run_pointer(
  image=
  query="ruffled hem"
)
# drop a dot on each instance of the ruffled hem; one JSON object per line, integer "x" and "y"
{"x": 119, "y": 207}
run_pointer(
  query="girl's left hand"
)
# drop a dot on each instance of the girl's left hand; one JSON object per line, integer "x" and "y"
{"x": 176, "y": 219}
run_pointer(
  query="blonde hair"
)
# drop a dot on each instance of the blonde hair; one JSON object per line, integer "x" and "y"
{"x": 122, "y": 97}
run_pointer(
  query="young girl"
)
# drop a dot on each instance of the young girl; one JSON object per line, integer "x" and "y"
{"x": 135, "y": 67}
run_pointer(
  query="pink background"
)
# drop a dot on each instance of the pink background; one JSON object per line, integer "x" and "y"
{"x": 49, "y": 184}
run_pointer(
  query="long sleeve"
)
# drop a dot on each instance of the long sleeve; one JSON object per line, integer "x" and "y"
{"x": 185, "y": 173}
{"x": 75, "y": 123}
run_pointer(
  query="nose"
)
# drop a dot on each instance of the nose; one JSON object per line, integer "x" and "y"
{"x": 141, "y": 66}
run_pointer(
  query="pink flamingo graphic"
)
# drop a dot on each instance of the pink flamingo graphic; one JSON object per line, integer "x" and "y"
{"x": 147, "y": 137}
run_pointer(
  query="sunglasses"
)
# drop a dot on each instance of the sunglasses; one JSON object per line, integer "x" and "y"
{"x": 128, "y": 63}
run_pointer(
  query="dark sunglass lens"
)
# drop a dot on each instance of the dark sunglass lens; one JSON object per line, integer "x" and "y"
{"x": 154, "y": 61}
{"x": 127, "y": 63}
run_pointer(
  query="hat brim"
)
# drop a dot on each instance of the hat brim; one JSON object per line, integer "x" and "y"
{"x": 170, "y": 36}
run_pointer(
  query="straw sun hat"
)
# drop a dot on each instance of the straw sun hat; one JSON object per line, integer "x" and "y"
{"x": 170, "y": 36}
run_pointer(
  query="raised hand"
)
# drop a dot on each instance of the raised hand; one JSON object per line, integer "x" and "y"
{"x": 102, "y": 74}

::::::

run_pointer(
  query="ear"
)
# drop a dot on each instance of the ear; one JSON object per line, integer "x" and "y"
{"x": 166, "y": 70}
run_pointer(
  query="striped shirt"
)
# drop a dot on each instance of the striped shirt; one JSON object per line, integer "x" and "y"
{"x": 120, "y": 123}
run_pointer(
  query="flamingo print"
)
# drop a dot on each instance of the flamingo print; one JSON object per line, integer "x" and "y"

::::::

Stated task
How many lines in the rows above contain the string "raised"? Reply with the number only.

Written response
2